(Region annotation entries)
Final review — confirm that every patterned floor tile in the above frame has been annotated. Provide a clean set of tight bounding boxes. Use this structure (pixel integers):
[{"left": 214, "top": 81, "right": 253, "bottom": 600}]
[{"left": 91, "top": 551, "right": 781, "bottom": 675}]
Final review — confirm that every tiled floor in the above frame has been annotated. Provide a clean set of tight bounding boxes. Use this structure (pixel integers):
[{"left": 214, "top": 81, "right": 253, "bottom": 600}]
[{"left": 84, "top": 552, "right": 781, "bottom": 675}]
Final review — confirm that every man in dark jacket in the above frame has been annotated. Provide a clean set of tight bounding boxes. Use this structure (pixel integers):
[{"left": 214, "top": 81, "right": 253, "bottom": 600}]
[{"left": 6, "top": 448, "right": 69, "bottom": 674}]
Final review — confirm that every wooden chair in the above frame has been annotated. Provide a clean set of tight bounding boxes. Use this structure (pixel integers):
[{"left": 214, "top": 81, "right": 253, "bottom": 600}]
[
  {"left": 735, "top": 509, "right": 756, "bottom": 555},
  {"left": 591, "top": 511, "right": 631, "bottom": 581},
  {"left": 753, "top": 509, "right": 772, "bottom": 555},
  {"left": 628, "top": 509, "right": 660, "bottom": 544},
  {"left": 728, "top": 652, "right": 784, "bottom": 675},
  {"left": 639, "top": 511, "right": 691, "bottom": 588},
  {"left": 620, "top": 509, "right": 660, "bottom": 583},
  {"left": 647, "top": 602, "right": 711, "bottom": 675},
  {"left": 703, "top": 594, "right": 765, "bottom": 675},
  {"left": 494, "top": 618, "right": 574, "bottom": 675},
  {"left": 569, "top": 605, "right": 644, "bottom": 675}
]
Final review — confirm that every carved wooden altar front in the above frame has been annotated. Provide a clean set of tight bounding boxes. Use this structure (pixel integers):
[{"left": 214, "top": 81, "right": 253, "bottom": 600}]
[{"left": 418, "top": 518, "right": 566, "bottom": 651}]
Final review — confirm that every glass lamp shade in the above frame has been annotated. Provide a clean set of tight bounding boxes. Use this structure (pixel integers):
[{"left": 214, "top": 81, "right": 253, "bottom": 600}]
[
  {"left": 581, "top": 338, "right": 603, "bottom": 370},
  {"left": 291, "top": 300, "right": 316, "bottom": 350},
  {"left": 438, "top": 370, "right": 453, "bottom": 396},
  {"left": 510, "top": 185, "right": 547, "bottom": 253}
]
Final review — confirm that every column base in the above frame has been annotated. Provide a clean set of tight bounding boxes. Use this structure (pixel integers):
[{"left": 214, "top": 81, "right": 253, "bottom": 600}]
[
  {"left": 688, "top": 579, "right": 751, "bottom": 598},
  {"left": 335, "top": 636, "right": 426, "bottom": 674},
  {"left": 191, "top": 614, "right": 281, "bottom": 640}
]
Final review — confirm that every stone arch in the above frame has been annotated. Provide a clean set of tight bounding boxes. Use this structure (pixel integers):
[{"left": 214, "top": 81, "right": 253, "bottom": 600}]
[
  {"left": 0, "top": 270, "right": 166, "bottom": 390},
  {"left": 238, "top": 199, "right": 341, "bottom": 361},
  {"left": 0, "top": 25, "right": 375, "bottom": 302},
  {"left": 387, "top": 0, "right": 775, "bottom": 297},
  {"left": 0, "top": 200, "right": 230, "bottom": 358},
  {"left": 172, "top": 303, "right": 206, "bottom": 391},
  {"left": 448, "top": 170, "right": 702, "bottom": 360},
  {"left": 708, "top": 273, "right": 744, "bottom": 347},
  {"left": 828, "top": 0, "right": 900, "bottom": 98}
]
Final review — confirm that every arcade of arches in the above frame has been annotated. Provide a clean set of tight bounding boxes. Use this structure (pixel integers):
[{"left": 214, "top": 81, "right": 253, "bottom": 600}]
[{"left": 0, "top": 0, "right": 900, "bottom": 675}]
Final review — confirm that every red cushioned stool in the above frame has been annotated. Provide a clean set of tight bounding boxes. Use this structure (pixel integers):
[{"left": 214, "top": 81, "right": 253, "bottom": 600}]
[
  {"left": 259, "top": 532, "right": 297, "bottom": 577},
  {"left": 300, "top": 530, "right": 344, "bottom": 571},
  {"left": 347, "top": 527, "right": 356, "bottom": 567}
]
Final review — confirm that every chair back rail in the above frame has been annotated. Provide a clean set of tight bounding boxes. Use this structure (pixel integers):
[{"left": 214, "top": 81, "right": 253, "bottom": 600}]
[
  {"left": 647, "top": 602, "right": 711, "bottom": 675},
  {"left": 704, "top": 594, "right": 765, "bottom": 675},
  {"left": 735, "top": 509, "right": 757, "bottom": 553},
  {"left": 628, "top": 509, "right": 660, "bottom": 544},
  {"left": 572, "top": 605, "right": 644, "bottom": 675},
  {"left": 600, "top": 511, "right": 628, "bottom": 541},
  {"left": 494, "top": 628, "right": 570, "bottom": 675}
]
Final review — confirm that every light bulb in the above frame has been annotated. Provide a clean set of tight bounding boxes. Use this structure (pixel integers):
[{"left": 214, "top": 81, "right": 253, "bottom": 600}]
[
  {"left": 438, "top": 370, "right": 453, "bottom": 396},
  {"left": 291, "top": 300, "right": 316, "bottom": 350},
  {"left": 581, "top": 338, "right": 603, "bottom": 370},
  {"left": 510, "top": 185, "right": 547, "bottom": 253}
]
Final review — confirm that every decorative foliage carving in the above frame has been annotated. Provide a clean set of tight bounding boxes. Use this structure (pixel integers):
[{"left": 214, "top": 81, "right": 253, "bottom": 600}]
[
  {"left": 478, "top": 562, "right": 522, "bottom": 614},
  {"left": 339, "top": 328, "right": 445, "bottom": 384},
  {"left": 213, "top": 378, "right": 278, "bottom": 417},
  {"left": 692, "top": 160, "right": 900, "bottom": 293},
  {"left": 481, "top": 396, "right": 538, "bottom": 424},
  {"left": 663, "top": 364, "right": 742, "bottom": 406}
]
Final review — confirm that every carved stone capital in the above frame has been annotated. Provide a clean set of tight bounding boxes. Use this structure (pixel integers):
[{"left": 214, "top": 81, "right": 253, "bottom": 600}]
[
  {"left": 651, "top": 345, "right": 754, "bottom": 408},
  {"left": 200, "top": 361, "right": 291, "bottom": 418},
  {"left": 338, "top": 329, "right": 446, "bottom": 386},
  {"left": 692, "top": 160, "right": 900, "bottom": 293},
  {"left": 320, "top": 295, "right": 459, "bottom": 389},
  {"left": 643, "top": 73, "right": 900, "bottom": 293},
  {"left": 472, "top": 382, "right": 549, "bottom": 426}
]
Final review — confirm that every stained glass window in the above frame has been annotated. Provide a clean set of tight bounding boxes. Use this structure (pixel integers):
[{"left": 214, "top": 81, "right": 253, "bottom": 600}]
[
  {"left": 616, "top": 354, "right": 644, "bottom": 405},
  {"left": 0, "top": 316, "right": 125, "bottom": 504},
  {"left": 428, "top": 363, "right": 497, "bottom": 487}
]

(WHAT YOU WILL DO) Reproduce nothing but the lines from the line containing "Final review — confirm that every stained" to the last line of the data, each exactly as written.

(TASK RESPONSE)
Final review — confirm that every stained glass window in the above frame has been annotated. Provide a clean set of tight bounding boxes. Use this structure (pixel integers):
[{"left": 214, "top": 81, "right": 253, "bottom": 600}]
[
  {"left": 616, "top": 354, "right": 644, "bottom": 405},
  {"left": 0, "top": 316, "right": 125, "bottom": 504},
  {"left": 428, "top": 363, "right": 497, "bottom": 487}
]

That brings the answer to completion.